Written request =>
Can you reproduce the FetLife article from "Adrienne responded that" to "those 20 minutes.", changing "20 minutes" to "half an hour"?
— begin Extract to read —
At the peak of Wolfmania, some Maidens organized conventions. The North Carolina Wolffucking club hosted one at an inn in Banner Elk one weekend in 2015. Nearly 100 people participated, staying in the hotel or in nearby cabins and attending sex parties, photoshoots and BDSM educational sessions. Conference organizers flew The Wolf himself in from Australia and covered all his expenses, according to multiple FetLifers and attendees.

“A lot of people really wanted ... just to meet the person behind a lot of the stories,” says Chris Matic, a female Austin, Texas-based FetLifer who attended. A similar event was held in Rochester, New York, that same year, and again, The Wolf was flown in and put up for the party.

Impressed by his writing and FetLife fame, Adrienne sent The Wolf a friend request so she could follow his stories. He sent her a private message saying he liked her pictures and told her to respond if she wanted to know more.

She did.

FetLife is not a dating site, but its orientation around BDSM lends itself to users making sexual connections. That can be problematic for users who are young or inexperienced in BDSM. Adrienne was both.

“New girls to the scene don’t understand consent the way others do,” she said. “I knew nothing, I was new to the scene. I was just his type.”

She told him she found his stories simultaneously exciting and terrifying. He confided that he didn’t like people, that they sucked the life out of him. She found him charming and attractively dangerous.

The Wolf suggested that he and Adrienne get together. She told him, “I’d like to meet. I’d be nervous and awkward though.”

He wrote back, “Yeah well, I’ll not be for both of us.” He explained to her how it would work. Upon meeting him, she had 20 minutes to leave. “If we’re still there after 20 minutes, you’ve given up all decision making power … you’ll do as you’re told and not ask question[s].”

Adrienne responded that it sounded frightening ― she was new to this, after all.

“Yeah, I figured it is. We can chat more,” The Wolf wrote back, according to screenshots of the conversation. “But that’s kinda how I do things.”

He said he would play to her level and that nobody had walked away from him within those 20 minutes.

They never discussed safe words.

BDSM Goes Mainstream

Once considered deviant behavior, BDSM is popular like never before. “Fifty Shades of Grey” sold more than 100 million copies and spawned three Hollywood films that grossed more than 1 billion dollars worldwide. “S&M,” Rihanna’s 2011 track, hit No. 1 on the charts around the world.

Americans have embraced kink in their private lives, too. One survey found that more than one-third of adults in the U.S. use masks, blindfolds and other bondage instruments during sex. “Almost everyone” has had a BDSM fantasy at some point, according to Justin Lehmiller, a researcher at the Kinsey Institute who conducted the largest and most comprehensive survey of Americans’ fantasies ever.

But at the same time, the rigorous rules around consent and safety that were integral to earlier, smaller BDSM communities have been abandoned — particularly in freewheeling online communities like FetLife. In fact, the company actively discourages users from complaining about consent violations by other users. As a result, the world’s most popular BDSM congregation protects alleged predators and leaves many kinksters vulnerable.

In 2011, for example, FetLife administrators shut down a “callout page” on the site that encouraged users to share first-person accounts of abuse at the hands of other FetLife users or anonymously confess to misconduct. Admins told users to cease calling out anyone by name, citing the site’s terms of use, which prohibit members from making “criminal accusations against another member in a public forum.” In one case, The Atlantic reported, FetLife responded to a woman who described her sexual assault by removing her post and telling her that she’d violated the site’s terms.
— end Extract to read —
— begin Supplied material —
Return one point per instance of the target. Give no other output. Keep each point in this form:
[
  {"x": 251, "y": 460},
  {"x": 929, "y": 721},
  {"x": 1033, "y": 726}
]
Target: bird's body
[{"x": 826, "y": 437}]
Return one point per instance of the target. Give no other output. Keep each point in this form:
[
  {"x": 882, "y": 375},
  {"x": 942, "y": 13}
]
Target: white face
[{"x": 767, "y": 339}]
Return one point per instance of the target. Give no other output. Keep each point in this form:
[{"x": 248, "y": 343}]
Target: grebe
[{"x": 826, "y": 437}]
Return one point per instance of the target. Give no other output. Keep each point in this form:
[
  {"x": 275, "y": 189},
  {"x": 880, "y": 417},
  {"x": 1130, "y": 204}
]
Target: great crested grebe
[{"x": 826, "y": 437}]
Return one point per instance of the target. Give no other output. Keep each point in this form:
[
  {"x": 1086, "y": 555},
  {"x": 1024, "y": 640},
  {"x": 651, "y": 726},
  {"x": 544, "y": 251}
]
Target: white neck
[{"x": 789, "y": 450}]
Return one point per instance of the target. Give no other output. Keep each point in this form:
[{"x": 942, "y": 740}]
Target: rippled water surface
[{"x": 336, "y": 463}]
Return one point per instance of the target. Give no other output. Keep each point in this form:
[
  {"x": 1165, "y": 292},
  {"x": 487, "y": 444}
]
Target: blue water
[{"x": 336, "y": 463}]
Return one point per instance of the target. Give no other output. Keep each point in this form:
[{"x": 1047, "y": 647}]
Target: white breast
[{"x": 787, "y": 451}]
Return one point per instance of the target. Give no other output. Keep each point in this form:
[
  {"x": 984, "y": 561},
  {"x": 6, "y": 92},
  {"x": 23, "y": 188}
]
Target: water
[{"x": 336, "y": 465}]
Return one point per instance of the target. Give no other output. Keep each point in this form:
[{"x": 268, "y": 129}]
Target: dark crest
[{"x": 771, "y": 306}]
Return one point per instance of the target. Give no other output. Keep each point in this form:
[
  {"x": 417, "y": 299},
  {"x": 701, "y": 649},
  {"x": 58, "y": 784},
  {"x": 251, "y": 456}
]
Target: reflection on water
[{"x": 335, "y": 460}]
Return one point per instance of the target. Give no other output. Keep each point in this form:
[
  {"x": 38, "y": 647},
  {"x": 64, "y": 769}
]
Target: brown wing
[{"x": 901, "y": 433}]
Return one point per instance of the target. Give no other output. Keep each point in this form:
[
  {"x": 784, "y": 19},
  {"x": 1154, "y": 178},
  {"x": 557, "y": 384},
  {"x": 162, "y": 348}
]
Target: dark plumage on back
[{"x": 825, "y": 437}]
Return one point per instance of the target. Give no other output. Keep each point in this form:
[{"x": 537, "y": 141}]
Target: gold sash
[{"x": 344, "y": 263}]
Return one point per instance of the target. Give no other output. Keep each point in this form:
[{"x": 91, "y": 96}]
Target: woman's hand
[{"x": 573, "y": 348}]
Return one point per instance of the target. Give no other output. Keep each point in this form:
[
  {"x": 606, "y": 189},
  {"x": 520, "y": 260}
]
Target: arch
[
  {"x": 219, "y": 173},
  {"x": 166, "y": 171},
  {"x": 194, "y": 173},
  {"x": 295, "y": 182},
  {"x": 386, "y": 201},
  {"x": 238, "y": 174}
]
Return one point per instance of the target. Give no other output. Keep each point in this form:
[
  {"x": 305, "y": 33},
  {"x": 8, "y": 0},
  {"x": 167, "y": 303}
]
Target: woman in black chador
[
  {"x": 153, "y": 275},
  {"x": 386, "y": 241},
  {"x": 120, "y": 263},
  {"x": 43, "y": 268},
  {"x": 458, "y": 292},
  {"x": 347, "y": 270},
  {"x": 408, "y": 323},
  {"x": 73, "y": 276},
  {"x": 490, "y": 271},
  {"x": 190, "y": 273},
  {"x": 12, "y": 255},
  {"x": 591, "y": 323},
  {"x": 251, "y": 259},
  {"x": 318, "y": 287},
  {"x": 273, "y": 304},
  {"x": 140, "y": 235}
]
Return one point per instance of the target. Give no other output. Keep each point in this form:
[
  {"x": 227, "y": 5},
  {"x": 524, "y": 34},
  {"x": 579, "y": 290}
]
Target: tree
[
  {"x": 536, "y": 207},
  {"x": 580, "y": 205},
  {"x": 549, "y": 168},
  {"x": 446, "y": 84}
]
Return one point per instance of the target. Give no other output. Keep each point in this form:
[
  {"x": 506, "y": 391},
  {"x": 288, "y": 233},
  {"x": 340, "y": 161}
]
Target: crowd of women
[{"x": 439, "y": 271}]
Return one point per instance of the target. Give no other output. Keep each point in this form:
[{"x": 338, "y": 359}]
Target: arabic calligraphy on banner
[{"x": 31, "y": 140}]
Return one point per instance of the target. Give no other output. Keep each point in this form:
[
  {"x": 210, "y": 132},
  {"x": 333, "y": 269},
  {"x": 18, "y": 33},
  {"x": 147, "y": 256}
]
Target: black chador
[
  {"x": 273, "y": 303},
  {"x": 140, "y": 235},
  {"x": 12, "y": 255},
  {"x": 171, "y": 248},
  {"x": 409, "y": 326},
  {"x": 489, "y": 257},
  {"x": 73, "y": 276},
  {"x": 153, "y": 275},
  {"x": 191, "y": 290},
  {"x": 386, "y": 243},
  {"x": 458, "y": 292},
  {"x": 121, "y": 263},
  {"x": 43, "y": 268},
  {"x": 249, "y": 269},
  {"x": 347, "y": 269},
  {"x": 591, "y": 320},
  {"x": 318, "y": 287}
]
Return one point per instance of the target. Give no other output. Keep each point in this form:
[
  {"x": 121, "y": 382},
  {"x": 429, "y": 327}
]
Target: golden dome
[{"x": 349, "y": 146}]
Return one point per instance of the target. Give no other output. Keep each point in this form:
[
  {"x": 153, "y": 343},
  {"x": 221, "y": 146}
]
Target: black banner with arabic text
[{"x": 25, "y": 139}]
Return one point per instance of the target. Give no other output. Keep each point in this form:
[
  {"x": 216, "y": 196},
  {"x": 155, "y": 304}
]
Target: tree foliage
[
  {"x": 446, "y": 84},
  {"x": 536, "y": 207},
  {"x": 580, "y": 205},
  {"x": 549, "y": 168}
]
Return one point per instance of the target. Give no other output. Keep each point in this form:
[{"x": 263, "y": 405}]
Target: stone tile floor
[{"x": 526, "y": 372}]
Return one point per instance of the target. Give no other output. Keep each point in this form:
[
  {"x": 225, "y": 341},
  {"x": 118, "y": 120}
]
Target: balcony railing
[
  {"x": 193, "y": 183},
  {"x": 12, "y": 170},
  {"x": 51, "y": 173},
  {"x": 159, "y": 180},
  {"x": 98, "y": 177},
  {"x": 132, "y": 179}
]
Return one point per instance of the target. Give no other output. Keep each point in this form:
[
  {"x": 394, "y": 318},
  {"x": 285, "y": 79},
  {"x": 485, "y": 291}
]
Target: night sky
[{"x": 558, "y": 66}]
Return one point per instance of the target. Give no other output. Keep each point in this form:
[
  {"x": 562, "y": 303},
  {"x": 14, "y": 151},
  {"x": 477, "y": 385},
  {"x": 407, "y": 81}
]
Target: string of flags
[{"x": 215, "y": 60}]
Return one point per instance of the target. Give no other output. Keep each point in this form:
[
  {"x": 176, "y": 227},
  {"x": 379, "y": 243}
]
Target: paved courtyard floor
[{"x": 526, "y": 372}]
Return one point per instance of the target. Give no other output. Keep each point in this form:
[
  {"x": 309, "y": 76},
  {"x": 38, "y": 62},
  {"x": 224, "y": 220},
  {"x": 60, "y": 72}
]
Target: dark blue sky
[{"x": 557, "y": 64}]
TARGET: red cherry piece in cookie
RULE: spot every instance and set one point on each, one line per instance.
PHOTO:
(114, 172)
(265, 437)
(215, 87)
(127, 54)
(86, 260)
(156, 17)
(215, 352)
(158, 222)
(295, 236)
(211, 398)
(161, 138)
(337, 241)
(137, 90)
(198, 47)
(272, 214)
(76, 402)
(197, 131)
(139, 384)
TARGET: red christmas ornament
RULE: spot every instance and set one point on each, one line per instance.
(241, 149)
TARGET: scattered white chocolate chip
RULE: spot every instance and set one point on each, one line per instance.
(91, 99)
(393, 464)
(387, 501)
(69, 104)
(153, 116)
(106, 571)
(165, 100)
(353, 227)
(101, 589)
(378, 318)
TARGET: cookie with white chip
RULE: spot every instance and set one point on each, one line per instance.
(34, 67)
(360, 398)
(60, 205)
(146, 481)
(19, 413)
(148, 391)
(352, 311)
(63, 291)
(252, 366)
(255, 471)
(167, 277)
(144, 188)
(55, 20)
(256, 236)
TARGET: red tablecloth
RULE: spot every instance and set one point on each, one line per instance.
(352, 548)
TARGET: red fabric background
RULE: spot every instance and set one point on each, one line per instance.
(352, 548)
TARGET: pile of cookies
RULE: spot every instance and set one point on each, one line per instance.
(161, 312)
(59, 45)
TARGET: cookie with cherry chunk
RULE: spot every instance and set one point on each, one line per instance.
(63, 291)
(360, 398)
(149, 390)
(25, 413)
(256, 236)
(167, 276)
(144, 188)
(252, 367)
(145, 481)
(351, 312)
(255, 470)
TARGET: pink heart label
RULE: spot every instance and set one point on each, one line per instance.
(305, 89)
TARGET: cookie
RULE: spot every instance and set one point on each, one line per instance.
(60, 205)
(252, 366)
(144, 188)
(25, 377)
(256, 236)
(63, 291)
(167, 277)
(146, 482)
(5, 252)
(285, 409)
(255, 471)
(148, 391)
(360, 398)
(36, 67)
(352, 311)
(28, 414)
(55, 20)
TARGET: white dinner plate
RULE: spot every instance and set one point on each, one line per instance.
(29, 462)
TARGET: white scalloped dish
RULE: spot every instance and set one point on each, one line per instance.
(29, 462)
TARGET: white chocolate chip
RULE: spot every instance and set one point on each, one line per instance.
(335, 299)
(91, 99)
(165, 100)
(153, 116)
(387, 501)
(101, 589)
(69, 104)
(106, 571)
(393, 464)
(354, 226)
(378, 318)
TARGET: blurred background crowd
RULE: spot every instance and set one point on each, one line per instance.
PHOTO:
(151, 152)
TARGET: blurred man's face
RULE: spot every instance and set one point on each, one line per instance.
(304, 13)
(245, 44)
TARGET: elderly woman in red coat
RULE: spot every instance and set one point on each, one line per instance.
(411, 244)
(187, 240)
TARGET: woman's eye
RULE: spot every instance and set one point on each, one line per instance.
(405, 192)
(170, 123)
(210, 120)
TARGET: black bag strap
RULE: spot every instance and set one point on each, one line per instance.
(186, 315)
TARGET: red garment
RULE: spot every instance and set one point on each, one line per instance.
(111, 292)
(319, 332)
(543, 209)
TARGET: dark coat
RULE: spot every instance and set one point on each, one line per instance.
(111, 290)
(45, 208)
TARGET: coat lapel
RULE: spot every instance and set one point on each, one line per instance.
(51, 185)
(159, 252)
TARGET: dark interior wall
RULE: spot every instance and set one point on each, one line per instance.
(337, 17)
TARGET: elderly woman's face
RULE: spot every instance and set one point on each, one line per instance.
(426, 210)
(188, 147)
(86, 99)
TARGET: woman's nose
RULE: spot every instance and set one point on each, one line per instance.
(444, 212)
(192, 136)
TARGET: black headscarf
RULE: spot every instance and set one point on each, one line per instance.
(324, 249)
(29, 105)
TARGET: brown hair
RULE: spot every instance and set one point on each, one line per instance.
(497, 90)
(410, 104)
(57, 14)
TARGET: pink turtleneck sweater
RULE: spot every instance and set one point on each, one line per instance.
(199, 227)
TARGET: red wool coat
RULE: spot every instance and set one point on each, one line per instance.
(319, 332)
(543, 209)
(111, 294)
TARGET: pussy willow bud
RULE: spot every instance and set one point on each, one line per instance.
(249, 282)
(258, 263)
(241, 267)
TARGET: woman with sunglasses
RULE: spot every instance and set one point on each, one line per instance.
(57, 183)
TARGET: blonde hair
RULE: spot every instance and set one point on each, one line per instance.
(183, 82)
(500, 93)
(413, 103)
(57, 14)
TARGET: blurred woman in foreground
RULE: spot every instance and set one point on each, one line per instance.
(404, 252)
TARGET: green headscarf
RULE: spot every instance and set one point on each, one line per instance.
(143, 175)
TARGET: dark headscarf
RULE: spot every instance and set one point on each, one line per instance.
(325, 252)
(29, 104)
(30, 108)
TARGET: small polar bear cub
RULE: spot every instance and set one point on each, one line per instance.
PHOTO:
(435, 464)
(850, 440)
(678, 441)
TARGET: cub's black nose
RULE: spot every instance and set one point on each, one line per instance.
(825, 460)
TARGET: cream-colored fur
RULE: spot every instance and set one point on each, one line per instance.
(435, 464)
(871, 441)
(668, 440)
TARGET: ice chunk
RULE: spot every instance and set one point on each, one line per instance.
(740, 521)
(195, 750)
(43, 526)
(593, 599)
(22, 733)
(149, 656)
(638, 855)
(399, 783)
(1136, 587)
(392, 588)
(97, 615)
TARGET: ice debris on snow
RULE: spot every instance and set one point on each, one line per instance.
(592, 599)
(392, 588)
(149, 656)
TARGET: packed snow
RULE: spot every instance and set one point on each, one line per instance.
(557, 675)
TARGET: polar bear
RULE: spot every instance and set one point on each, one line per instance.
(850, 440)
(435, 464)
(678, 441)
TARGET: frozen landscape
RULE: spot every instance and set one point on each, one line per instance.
— end Supplied material —
Output =>
Adrienne responded that it sounded frightening ― she was new to this, after all.

“Yeah, I figured it is. We can chat more,” The Wolf wrote back, according to screenshots of the conversation. “But that’s kinda how I do things.”

He said he would play to her level and that nobody had walked away from him within those half an hour.